ASSIGNMENT
As the answer, set down the lines below from the one containing "pixel 246 3" through the one containing "Category: blue riding helmet", exactly and inclusively, and no others.

Collection entries
>>>
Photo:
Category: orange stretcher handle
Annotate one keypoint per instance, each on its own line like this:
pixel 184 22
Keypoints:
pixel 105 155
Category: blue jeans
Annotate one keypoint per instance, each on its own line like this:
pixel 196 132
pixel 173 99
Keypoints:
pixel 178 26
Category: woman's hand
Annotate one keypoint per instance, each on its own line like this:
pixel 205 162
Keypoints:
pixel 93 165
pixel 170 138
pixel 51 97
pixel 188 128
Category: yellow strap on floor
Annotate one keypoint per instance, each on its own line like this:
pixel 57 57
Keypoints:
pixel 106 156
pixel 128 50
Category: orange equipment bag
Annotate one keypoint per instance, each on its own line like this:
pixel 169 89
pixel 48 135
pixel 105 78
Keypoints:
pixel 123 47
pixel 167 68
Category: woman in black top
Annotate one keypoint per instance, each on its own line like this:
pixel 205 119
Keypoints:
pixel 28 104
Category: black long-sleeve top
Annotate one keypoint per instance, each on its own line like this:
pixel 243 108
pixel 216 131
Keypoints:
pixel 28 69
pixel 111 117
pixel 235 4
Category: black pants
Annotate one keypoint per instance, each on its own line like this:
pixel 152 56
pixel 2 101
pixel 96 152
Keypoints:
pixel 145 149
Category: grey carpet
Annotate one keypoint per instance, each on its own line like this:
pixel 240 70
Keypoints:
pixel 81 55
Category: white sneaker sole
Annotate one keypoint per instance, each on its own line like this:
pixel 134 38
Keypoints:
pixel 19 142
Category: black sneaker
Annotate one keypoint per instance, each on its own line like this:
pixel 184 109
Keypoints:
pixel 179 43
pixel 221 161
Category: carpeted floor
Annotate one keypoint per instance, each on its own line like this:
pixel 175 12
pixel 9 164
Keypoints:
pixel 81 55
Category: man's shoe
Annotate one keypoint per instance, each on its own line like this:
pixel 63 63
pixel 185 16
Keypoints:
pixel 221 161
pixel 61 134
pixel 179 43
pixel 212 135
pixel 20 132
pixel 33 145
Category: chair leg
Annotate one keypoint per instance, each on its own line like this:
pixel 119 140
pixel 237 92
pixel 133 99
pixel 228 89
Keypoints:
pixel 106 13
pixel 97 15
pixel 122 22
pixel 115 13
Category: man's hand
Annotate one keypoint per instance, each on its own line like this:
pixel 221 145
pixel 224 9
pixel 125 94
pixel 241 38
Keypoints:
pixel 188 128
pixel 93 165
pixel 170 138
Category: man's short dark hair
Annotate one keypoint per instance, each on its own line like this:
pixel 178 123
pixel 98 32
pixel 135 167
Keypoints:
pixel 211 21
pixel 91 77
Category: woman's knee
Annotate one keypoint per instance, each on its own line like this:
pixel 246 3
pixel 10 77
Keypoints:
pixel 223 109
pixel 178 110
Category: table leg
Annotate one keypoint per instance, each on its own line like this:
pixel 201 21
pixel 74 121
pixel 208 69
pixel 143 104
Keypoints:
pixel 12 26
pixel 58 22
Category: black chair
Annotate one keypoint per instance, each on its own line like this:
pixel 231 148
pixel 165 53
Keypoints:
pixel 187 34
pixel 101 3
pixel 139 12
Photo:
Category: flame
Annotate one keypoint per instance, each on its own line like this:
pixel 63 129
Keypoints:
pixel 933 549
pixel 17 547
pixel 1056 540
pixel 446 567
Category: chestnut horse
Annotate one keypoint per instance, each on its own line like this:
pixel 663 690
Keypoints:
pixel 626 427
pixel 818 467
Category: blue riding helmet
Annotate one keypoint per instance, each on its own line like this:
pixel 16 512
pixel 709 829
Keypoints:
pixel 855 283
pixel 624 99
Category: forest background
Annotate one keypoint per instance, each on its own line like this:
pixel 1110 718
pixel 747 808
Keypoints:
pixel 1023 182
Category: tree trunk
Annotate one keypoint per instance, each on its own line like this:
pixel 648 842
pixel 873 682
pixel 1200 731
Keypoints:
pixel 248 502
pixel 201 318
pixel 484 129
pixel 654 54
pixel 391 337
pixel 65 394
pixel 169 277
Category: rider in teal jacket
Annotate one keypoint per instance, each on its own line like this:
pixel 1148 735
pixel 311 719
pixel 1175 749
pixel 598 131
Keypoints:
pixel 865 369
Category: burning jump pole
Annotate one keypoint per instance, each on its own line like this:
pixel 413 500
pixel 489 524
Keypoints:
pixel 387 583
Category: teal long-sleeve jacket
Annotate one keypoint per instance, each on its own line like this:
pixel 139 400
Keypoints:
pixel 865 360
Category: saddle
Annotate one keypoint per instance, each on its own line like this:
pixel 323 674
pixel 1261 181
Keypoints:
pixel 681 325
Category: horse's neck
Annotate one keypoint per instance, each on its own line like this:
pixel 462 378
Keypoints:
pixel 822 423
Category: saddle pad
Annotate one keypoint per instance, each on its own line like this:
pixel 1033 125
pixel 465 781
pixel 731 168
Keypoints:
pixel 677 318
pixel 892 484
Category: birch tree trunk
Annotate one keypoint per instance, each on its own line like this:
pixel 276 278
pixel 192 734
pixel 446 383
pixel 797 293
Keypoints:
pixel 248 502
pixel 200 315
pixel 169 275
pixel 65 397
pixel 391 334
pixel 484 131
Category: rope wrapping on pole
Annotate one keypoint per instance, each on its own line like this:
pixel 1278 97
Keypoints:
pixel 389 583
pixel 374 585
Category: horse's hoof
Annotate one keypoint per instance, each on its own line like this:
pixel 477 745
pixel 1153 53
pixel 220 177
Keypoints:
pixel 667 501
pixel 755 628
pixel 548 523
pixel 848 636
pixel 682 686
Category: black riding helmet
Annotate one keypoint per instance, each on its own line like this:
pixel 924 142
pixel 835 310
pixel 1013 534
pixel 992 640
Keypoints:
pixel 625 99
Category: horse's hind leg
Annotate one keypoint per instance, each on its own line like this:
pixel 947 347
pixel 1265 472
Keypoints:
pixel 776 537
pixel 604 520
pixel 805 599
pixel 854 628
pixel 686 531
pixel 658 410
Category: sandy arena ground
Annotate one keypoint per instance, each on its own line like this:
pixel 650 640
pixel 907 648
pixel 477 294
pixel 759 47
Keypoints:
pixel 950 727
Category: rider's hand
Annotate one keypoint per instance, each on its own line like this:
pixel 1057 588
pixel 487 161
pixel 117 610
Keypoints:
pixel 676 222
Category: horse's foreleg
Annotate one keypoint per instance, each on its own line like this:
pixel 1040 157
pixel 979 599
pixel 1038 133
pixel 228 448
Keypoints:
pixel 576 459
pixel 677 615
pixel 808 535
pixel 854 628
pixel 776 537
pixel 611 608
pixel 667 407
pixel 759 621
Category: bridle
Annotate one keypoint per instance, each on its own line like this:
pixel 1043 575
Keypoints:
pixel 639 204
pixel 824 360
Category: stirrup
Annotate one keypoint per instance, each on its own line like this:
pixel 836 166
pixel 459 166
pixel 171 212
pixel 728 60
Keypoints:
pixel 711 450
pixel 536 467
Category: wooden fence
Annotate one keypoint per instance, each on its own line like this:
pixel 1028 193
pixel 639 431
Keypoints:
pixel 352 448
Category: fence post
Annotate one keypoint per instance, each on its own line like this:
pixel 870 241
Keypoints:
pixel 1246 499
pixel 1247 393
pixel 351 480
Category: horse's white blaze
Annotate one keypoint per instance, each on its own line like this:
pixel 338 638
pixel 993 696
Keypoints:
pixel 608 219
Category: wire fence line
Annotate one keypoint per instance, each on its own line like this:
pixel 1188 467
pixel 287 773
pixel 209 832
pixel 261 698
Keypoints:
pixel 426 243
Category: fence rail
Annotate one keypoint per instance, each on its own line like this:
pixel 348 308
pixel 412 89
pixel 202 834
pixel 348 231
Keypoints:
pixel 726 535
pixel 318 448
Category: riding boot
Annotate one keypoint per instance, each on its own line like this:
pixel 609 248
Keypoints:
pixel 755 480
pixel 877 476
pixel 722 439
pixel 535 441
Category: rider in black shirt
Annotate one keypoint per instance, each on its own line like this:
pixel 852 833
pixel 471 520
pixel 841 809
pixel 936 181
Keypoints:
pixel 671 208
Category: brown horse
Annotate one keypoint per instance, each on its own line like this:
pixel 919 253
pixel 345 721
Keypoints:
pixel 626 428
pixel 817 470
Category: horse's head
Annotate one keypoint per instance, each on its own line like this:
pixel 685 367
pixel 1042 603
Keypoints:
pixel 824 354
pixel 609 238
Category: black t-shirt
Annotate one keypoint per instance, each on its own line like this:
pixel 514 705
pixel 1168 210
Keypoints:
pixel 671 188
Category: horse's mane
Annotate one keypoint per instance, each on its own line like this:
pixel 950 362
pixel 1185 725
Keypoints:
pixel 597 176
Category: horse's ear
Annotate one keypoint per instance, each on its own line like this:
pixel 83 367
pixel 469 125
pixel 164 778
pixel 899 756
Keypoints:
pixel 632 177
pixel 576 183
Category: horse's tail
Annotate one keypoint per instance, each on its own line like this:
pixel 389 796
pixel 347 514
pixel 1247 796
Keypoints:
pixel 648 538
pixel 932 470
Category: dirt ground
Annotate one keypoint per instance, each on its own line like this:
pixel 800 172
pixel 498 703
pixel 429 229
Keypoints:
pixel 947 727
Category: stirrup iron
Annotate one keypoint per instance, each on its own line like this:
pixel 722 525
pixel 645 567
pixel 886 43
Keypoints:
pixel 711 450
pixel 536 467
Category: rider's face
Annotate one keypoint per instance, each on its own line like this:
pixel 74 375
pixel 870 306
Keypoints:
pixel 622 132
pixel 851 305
<<<
SOLUTION TO THIS TASK
pixel 246 3
pixel 10 77
Keypoints:
pixel 223 109
pixel 178 110
Category: table leg
Annotate one keypoint per instance, each on its own line like this:
pixel 201 21
pixel 74 121
pixel 208 69
pixel 143 104
Keypoints:
pixel 12 26
pixel 58 22
Category: black chair
Annotate one keypoint per instance, each on its own line like this:
pixel 231 148
pixel 165 53
Keypoints:
pixel 187 34
pixel 101 3
pixel 139 12
Photo:
Category: flame
Annotate one keypoint per instance, each on its own line like this:
pixel 63 129
Keypoints:
pixel 933 549
pixel 17 547
pixel 1056 540
pixel 446 567
Category: chestnut horse
Annotate one keypoint per instance, each on its own line like this:
pixel 663 690
Keypoints:
pixel 626 427
pixel 818 467
Category: blue riding helmet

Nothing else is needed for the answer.